TASKS TO CARRY OUT:
1 - According to the book review, what does the name Rotimi mean?
2 - Output the part of the book review that opens with the words containing "Stay with me, depicts" and closes with "learned virgin's story.".

PASSAGE:
......
Invoking so much emotion, I literally had to stop after a few chapters to avoid tearing up. Women go through so much pain. Pain to make a marriage work sometimes undeservingly so. Men also going through the most and facing pressure from their parents and society siring them to bring forth offspring which sometimes would not be.

I understood that when people are married, especially in our African culture, society feels entitled to fruits of the marriage which are children. They do not expect anything less of that and will make you do anything to have that happen. They force people to be ashamed about not having children and having that as a choice is actually taboo. Most people suffer and the only way to avoid that prejudice, judgement and scorn is to migrate to the foreign land so that your parents blame it on the other ethnic groups that would have corrupted their children.

Stay with me, depicts an average successful and learned Nigerian family. The mother in-law drives the son and daughter in law mad all by herself. Them being the good children try by all means to appease her and go the extra mile consulting spiritualists and herbalists. I was quite intrigued by the mental state Yejide was in after she visited a spiritualist and believed she was pregnant.

What interested me the most was her inability to tell that Akin her husband was sick since he could not achieve a boner. For all those years they stayed married and Yejide despite being a virgin had a little experience which other men, she should have seen the problem from the onset. Should i blame it on love? Naivety? I don't know but I felt that the author short changed us there for a learned virgin's story.

The next issue was all the secrecy on Akin's part seeking treatment and not disclosing his condition to his wife. I think Akin was selfish individual who only cared for himself and him alone. He watched his wife suffer and dragged by his own mother in a bid to get pregnant and get he knew the fault was with him and medically it was proven that the wife was ok. He kept the secrets to himself of the treatments and his sexual dysfunction. This is an issue which to date most people are uncomfortable with. The general acceptance that a men is infertile is taboo but women are labeled barren instantly without hesitation. That is a societal ill that targets women . I think they loved each other deeply and vibed a lot.

Yejide was such an unfortunate girl ever since she was born with no biological mother to look up to but bad step mothers. She grew up to be a strong woman and i feel like if her mother was alive she would have been helped sooner. She would have confided in her about her marital problems and maybe the awkwardness of it avoided. She slept with the brother's husband because of desperation but fate had other plans and took away 2 children from her. Sad ordeal altogether she left her broken after years of mental instability and being labeled barren.

The ending is quite alright as she finally gets to be called moomi (for mother) by a child who was named Rotimi which means stay with me. For a change it was a happy ending which i liked. From experience, i have learnt not to expect a happy ending, it can be anything which leaves you feeling rather perplexed if not annoyed. Chimamanda taught me well, expect anything!

For a debut novel, Ayobami Adebayo did well to add to African Literature. I recommend this book a worthy read.
......
DATA SECTION:

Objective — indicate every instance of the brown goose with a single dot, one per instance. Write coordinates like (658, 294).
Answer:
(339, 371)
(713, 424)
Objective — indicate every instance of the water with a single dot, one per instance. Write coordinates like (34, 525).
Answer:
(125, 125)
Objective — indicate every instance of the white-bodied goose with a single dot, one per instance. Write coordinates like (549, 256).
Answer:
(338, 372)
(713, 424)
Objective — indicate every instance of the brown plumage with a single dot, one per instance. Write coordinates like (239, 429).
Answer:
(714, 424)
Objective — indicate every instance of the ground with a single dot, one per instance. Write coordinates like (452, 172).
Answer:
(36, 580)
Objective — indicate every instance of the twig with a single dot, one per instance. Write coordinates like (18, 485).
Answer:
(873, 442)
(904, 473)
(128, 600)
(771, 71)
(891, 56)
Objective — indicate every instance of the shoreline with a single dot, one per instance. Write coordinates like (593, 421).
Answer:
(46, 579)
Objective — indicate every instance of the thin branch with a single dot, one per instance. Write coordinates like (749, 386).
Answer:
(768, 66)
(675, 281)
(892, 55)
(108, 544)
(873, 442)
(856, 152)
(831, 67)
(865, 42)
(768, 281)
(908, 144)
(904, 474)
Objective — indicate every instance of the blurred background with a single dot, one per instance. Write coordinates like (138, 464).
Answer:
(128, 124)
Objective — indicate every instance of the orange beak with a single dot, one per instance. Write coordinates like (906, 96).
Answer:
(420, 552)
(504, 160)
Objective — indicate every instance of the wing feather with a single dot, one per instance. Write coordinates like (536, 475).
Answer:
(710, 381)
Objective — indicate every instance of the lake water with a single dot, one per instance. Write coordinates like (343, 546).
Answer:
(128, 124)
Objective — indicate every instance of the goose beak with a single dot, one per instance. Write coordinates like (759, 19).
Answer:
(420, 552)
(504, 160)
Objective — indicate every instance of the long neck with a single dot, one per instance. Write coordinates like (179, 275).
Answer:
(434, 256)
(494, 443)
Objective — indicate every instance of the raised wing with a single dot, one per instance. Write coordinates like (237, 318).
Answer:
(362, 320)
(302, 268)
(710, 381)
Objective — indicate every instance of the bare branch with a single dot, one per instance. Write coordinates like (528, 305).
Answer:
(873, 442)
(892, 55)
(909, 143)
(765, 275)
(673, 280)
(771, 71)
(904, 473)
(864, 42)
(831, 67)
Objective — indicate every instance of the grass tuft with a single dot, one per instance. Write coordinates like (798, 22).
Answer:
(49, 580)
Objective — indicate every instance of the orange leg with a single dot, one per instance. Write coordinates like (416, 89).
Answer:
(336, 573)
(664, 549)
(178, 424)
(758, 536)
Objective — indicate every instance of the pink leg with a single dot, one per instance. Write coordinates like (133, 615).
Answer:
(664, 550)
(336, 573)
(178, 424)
......
ACTIVITY ANSWERS:
1 - Stay with me.

2 -
Stay with me, depicts an average successful and learned Nigerian family. The mother in-law drives the son and daughter in law mad all by herself. Them being the good children try by all means to appease her and go the extra mile consulting spiritualists and herbalists. I was quite intrigued by the mental state Yejide was in after she visited a spiritualist and believed she was pregnant.

What interested me the most was her inability to tell that Akin her husband was sick since he could not achieve a boner. For all those years they stayed married and Yejide despite being a virgin had a little experience which other men, she should have seen the problem from the onset. Should i blame it on love? Naivety? I don't know but I felt that the author short changed us there for a learned virgin's story.